§ 記述課題
買い物と環境行動についての文書から、「地産地消、エシカル商品(※環」で始まり「社会の持続可能性を研究する。」で終わる部分を、両端の語句も含めて一字一句違えずに書き写してください。

§ 文書
☆ ☆ ☆ ☆

買い物は、どんな未来を選ぶかの「投票」です。

長崎大学経済学部准教授 山口 純哉さん

地産地消、エシカル商品(※環境・社会・人に配慮した商品)の購入。省エネ商品への買い替え。環境に良いことに取り組もうとした時「なんだかお金がかかるなぁ」そんな気持ちになったことはありませんか?環境に良いことと、経済活動は両立できるのか?どのようなマインドセットが必要なのか?自ら環境行動に積極的に取り組む、経済のプロフェッショナルにお話を聞いてきました。

長崎大学経済学部准教授
山口純哉さん

学生時代に阪神淡路大震災に遭遇。神戸市長田区の復旧や復興に関する個人や企業の調査に参加する中でコミュニティビジネスやソーシャルビジネスの重要性を痛感、地域経済学に転向。長崎大学では、まちづくり、ソーシャルビジネスや震災復興という観点からみた地域社会の持続可能性を研究する。

ー先生、ズバリ伺いたいのですが、環境行動と経済活動は両立できるものなのでしょうか?エコなことをしようとして、フェアトレード商品やエシカル商品を購入しようとすると、時々「高いな」と思うことがあります。

山口先生:
今現在は、環境行動と経済活動が両立しないと思っている個人や企業もまだまだ多いのかもしれません。ですがもちろん、両立は可能です。まず、ゼロカーボンそのものが価値を持ちますし、標準となりつつあると思います。ただ、何に価値を感じるか、この転換を進める必要はあります。

ー「安くてお得な買い物」に価値を感じるのか、「社会のグッドアクションを応援する消費」に価値を感じるか。例えばそういうことでしょうか?

山口先生:
そうです。安いものを買ってお得な気持ちはわかるのですが、「安さの背景」を一度考える必要はあります。
例えば、ここに330円のオーガニックフェイスタオルがあるとします。肌に直接触れるものだからオーガニックがいいですよね。さて、このタオルを購入するときに、どう感じますか?

☆ ☆ ☆ ☆

§ 元資料
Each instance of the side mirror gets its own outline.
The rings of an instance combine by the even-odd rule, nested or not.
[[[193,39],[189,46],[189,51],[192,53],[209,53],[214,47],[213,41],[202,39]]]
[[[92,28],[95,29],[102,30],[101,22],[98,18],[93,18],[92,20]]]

☆ ☆ ☆ ☆

§ この課題の解答
地産地消、エシカル商品(※環境・社会・人に配慮した商品)の購入。省エネ商品への買い替え。環境に良いことに取り組もうとした時「なんだかお金がかかるなぁ」そんな気持ちになったことはありませんか?環境に良いことと、経済活動は両立できるのか?どのようなマインドセットが必要なのか?自ら環境行動に積極的に取り組む、経済のプロフェッショナルにお話を聞いてきました。

長崎大学経済学部准教授
山口純哉さん

学生時代に阪神淡路大震災に遭遇。神戸市長田区の復旧や復興に関する個人や企業の調査に参加する中でコミュニティビジネスやソーシャルビジネスの重要性を痛感、地域経済学に転向。長崎大学では、まちづくり、ソーシャルビジネスや震災復興という観点からみた地域社会の持続可能性を研究する。